#### [PROBLEM STATEMENT]
When the string "panel" occurs in a line of the listing below, return that line.

#### [MATERIAL SHOWN]
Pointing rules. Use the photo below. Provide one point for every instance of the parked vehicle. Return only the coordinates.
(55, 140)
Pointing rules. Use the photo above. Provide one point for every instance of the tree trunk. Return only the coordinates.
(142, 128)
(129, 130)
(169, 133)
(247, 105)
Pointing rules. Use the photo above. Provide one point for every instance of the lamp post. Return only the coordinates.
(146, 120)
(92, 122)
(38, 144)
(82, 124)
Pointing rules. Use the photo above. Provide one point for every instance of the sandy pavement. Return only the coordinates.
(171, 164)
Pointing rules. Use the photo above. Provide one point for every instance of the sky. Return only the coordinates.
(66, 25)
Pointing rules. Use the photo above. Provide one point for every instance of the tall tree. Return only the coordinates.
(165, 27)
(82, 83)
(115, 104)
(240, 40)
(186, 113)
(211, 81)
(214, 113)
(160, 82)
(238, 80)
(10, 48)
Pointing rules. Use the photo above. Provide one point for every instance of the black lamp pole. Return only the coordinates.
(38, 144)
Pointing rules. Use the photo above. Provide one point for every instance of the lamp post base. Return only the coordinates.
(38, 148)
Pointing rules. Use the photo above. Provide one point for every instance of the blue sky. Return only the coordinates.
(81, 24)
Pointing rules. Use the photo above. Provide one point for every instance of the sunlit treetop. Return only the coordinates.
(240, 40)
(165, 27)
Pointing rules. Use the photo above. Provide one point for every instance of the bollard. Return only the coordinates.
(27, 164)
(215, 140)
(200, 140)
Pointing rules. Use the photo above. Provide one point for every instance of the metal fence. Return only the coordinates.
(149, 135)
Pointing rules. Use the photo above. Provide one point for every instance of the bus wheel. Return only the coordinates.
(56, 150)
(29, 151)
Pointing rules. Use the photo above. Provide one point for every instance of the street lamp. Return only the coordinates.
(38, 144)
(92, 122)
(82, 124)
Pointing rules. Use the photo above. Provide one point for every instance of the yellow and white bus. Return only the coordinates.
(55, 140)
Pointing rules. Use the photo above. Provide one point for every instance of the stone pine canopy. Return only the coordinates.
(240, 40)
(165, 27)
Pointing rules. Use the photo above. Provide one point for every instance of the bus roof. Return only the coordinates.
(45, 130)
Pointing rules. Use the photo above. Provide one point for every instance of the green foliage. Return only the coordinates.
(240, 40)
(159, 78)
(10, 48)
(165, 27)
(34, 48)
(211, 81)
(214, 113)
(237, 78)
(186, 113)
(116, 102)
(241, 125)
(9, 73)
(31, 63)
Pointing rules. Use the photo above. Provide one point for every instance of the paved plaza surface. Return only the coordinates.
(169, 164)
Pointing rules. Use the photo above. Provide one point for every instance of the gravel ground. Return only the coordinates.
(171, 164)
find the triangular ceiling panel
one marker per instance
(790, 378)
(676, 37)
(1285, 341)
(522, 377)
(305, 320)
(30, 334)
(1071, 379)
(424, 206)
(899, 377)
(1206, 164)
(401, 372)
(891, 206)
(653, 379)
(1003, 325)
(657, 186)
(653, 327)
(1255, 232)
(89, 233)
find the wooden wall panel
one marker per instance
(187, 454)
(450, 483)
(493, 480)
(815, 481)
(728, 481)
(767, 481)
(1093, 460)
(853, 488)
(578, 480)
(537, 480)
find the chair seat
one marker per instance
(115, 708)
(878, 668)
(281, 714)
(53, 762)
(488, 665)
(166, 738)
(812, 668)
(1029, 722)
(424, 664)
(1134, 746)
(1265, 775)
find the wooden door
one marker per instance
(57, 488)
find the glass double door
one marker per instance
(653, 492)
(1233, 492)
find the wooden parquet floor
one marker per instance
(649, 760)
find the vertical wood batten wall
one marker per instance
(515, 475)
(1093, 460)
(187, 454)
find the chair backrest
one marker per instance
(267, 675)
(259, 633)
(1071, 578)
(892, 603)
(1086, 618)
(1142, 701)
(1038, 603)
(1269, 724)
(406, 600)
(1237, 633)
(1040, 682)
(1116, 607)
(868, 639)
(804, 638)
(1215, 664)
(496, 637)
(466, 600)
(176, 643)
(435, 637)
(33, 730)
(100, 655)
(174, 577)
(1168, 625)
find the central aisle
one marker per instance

#### [FINISHED TASK]
find the triangular ceiling panel
find the wooden wall panel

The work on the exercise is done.